The input:

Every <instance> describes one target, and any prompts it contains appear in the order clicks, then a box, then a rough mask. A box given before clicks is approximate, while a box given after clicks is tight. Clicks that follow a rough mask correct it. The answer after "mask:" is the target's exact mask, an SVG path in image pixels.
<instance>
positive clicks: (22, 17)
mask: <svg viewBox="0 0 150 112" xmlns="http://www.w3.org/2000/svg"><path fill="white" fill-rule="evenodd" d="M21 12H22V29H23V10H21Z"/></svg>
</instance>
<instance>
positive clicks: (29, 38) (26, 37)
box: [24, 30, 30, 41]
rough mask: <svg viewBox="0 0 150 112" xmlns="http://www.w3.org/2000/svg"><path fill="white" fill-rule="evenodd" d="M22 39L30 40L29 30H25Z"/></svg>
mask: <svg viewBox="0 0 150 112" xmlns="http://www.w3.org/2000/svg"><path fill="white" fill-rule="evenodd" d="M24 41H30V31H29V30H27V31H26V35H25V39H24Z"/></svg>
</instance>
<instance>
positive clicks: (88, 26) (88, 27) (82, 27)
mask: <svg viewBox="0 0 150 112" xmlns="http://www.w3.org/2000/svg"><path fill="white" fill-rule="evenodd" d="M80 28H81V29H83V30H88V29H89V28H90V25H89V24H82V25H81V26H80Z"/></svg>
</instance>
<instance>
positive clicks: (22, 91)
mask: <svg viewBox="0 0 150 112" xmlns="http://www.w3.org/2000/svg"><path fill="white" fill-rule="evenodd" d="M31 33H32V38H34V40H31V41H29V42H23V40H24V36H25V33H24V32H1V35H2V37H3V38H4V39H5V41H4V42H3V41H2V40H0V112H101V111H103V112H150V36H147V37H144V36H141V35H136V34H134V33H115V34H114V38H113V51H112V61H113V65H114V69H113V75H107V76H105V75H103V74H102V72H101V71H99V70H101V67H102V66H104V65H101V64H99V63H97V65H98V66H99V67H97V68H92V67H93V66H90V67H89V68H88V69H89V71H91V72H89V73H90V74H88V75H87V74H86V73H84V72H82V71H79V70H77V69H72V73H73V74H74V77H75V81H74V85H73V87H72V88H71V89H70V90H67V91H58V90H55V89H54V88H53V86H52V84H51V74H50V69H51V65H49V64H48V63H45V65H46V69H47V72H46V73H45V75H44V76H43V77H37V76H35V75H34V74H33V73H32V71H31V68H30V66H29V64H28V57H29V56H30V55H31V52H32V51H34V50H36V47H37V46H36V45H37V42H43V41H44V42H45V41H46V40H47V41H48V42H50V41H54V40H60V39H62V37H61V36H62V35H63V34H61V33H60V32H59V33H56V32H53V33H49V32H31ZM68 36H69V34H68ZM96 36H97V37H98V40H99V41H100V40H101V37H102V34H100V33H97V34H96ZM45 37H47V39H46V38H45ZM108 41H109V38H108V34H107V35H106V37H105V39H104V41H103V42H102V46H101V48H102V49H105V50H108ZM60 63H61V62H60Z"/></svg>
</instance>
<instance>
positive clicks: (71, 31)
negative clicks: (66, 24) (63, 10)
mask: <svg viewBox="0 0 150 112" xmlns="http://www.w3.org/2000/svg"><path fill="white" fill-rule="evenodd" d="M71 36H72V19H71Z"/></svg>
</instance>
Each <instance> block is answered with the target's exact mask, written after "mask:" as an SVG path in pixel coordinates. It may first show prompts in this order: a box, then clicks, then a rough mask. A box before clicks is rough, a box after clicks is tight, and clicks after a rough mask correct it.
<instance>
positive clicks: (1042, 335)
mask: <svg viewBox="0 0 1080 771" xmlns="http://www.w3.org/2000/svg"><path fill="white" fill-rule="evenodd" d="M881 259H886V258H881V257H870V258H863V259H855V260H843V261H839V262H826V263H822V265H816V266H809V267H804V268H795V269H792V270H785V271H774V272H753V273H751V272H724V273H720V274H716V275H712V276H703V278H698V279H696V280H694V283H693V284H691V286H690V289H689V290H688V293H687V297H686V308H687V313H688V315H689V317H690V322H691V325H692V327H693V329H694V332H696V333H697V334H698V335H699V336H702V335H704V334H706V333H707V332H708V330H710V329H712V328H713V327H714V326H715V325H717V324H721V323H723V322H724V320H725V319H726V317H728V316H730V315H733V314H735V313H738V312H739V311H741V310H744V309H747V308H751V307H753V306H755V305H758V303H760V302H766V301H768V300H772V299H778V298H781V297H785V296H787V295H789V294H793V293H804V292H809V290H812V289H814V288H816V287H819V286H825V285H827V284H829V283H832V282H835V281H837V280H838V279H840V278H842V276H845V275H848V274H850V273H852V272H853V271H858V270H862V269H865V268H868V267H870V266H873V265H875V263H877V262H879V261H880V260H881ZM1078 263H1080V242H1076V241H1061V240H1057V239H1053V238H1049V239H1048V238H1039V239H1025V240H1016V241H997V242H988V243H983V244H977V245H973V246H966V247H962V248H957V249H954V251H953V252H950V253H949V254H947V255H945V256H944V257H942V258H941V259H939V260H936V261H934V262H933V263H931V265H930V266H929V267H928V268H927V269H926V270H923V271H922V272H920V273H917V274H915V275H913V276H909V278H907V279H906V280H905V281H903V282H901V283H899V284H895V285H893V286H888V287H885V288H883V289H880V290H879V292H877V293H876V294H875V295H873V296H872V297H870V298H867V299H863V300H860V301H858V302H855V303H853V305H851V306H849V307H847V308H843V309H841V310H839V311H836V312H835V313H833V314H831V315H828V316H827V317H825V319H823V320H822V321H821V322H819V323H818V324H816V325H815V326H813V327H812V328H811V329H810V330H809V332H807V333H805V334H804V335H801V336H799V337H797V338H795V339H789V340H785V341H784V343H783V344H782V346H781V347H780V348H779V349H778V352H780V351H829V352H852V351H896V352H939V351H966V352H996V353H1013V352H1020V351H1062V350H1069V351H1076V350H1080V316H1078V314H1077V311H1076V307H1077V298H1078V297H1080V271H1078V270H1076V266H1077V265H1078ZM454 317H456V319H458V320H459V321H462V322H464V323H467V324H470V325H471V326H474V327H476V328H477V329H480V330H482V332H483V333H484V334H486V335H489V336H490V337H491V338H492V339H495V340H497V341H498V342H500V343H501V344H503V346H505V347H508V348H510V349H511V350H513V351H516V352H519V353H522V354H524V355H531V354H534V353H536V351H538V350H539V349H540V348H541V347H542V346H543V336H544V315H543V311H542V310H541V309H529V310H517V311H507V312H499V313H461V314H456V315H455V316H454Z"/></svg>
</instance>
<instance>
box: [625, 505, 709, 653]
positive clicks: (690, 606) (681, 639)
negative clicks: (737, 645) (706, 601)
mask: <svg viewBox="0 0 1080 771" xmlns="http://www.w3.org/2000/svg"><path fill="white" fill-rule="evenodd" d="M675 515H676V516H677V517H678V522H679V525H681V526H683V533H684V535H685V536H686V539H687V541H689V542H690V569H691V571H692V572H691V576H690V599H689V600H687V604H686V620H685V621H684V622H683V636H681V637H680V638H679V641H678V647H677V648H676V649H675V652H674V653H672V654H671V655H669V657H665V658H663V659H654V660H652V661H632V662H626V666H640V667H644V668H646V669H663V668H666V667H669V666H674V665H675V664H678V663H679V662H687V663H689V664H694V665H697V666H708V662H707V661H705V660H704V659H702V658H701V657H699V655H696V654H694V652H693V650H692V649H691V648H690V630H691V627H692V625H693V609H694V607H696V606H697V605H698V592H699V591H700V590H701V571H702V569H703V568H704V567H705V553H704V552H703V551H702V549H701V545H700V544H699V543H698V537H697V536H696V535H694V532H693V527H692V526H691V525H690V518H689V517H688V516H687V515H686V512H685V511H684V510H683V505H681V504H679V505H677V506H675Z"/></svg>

To do: Could you return all of the data exactly as written?

Written answer:
Every <instance> describes one target, and any prompts it contains appear in the order clicks, then a box, then a rough mask. A box given before clicks is approximate, while a box given after clicks is tight. Clicks that follow a rough mask correct it. The answer after "mask:" is the target's exact mask, an SVG path in image pixels.
<instance>
positive clicks: (22, 17)
mask: <svg viewBox="0 0 150 112" xmlns="http://www.w3.org/2000/svg"><path fill="white" fill-rule="evenodd" d="M21 12H22V29H23V10H21Z"/></svg>
</instance>
<instance>
positive clicks: (29, 38) (26, 37)
box: [24, 30, 30, 41]
rough mask: <svg viewBox="0 0 150 112" xmlns="http://www.w3.org/2000/svg"><path fill="white" fill-rule="evenodd" d="M22 39L30 40L29 30H25Z"/></svg>
mask: <svg viewBox="0 0 150 112" xmlns="http://www.w3.org/2000/svg"><path fill="white" fill-rule="evenodd" d="M24 41H30V31H29V30H27V31H26V35H25V39H24Z"/></svg>
</instance>
<instance>
positive clicks: (88, 26) (88, 27) (82, 27)
mask: <svg viewBox="0 0 150 112" xmlns="http://www.w3.org/2000/svg"><path fill="white" fill-rule="evenodd" d="M80 28H81V29H83V30H88V29H89V28H90V25H89V24H82V25H81V26H80Z"/></svg>
</instance>
<instance>
positive clicks: (22, 91)
mask: <svg viewBox="0 0 150 112" xmlns="http://www.w3.org/2000/svg"><path fill="white" fill-rule="evenodd" d="M31 33H32V38H34V40H31V41H29V42H23V40H24V36H25V33H24V32H1V35H2V37H3V38H4V39H5V41H4V42H3V41H2V40H0V112H101V111H103V112H150V36H147V37H144V36H141V35H136V34H134V33H115V34H114V38H113V51H112V61H113V65H114V69H113V75H107V76H105V75H103V74H102V72H101V71H99V70H101V67H102V66H104V65H101V64H99V63H97V65H98V66H99V67H97V68H92V67H93V66H90V67H89V68H88V69H89V71H91V72H89V73H90V74H88V75H87V74H86V73H84V72H82V71H79V70H77V69H72V73H73V74H74V77H75V81H74V85H73V87H72V88H71V89H70V90H67V91H58V90H55V89H54V88H53V86H52V84H51V74H50V69H51V65H49V64H48V63H45V65H46V69H47V72H46V73H45V75H44V76H43V77H37V76H35V75H34V74H33V73H32V71H31V68H30V66H29V64H28V57H29V56H30V55H31V52H32V51H34V50H36V47H37V46H36V45H37V42H43V41H44V42H45V41H46V40H47V41H48V42H50V41H54V40H60V39H62V37H61V36H62V35H63V34H61V33H60V32H59V33H56V32H53V33H49V32H31ZM68 36H69V34H68ZM96 36H97V37H98V40H99V41H100V40H101V37H102V34H100V33H97V34H96ZM45 37H47V39H46V38H45ZM108 41H109V38H108V34H107V35H106V37H105V39H104V41H103V42H102V46H101V48H102V49H105V50H108ZM60 63H61V62H60Z"/></svg>
</instance>
<instance>
positive clicks: (71, 31)
negative clicks: (66, 24) (63, 10)
mask: <svg viewBox="0 0 150 112" xmlns="http://www.w3.org/2000/svg"><path fill="white" fill-rule="evenodd" d="M71 36H72V19H71Z"/></svg>
</instance>
Each <instance> block is answered with the target's exact mask, written after "mask:" as an SVG path in pixel coordinates. It may first show prompts in this order: a box, then clicks, then a rough mask. A box before clicks is rough, a box after clicks is tight, and clicks after a rough mask correct it.
<instance>
positive clicks: (1042, 335)
mask: <svg viewBox="0 0 1080 771" xmlns="http://www.w3.org/2000/svg"><path fill="white" fill-rule="evenodd" d="M881 259H886V258H881V257H870V258H863V259H855V260H843V261H839V262H826V263H822V265H816V266H809V267H804V268H795V269H792V270H785V271H774V272H753V273H751V272H724V273H720V274H716V275H712V276H703V278H698V279H696V280H694V283H693V284H691V286H690V289H689V290H688V293H687V297H686V308H687V313H688V315H689V317H690V322H691V325H692V327H693V329H694V332H696V333H697V334H698V335H699V336H702V335H704V334H706V333H707V332H708V330H710V329H712V328H713V327H714V326H715V325H717V324H721V323H723V322H724V320H725V319H726V317H728V316H730V315H733V314H735V313H738V312H739V311H741V310H744V309H747V308H751V307H753V306H755V305H758V303H760V302H766V301H768V300H772V299H778V298H781V297H785V296H787V295H789V294H793V293H804V292H809V290H812V289H814V288H816V287H819V286H825V285H827V284H829V283H832V282H835V281H837V280H838V279H840V278H842V276H845V275H848V274H850V273H852V272H853V271H858V270H862V269H865V268H868V267H870V266H873V265H875V263H877V262H879V261H880V260H881ZM1078 263H1080V242H1076V241H1061V240H1057V239H1053V238H1049V239H1048V238H1039V239H1025V240H1016V241H997V242H988V243H983V244H977V245H973V246H966V247H962V248H957V249H954V251H953V252H950V253H949V254H947V255H945V256H944V257H942V258H941V259H939V260H936V261H934V262H933V263H931V265H930V266H929V267H928V268H927V269H926V270H923V271H922V272H920V273H917V274H915V275H913V276H909V278H907V279H906V280H905V281H903V282H901V283H899V284H895V285H893V286H888V287H885V288H883V289H880V290H879V292H877V293H876V294H875V295H873V296H872V297H870V298H867V299H863V300H860V301H858V302H855V303H853V305H851V306H849V307H847V308H843V309H841V310H839V311H836V312H835V313H833V314H831V315H828V316H827V317H825V319H823V320H822V321H821V322H819V323H818V324H816V325H815V326H813V327H812V328H811V329H810V330H809V332H807V333H805V334H804V335H801V336H799V337H797V338H795V339H789V340H785V341H784V343H783V344H782V346H781V347H780V348H779V349H778V352H780V351H829V352H852V351H896V352H939V351H966V352H996V353H1013V352H1020V351H1062V350H1069V351H1076V350H1080V316H1078V314H1077V311H1076V307H1077V298H1078V297H1080V271H1078V270H1076V266H1077V265H1078ZM454 317H456V319H458V320H459V321H462V322H464V323H467V324H470V325H471V326H474V327H476V328H477V329H480V330H482V332H483V333H484V334H486V335H489V336H490V337H491V338H492V339H495V340H497V341H498V342H500V343H501V344H503V346H505V347H508V348H510V349H511V350H513V351H516V352H519V353H522V354H524V355H531V354H534V353H536V351H538V350H539V349H540V348H541V347H542V346H543V336H544V315H543V311H542V310H541V309H529V310H517V311H507V312H499V313H461V314H456V315H455V316H454Z"/></svg>
</instance>
<instance>
box: [625, 505, 709, 653]
positive clicks: (690, 606) (681, 639)
negative clicks: (737, 645) (706, 601)
mask: <svg viewBox="0 0 1080 771" xmlns="http://www.w3.org/2000/svg"><path fill="white" fill-rule="evenodd" d="M675 515H676V516H677V517H678V522H679V525H681V526H683V533H684V535H685V536H686V539H687V541H689V542H690V569H691V571H692V572H691V576H690V599H689V600H687V604H686V620H685V621H684V622H683V636H681V637H680V638H679V641H678V647H677V648H676V649H675V652H674V653H672V654H671V655H669V657H665V658H663V659H654V660H652V661H632V662H626V666H640V667H644V668H646V669H663V668H666V667H669V666H674V665H675V664H678V663H679V662H687V663H689V664H694V665H697V666H708V662H707V661H705V660H704V659H702V658H701V657H699V655H696V654H694V652H693V650H692V649H691V648H690V630H691V627H692V625H693V609H694V607H696V606H697V605H698V592H699V591H700V590H701V571H702V569H703V568H704V567H705V553H704V552H703V551H702V549H701V545H700V544H699V543H698V537H697V536H696V535H694V532H693V527H692V526H691V525H690V518H689V517H688V516H687V515H686V512H685V511H684V510H683V505H681V504H679V505H677V506H675Z"/></svg>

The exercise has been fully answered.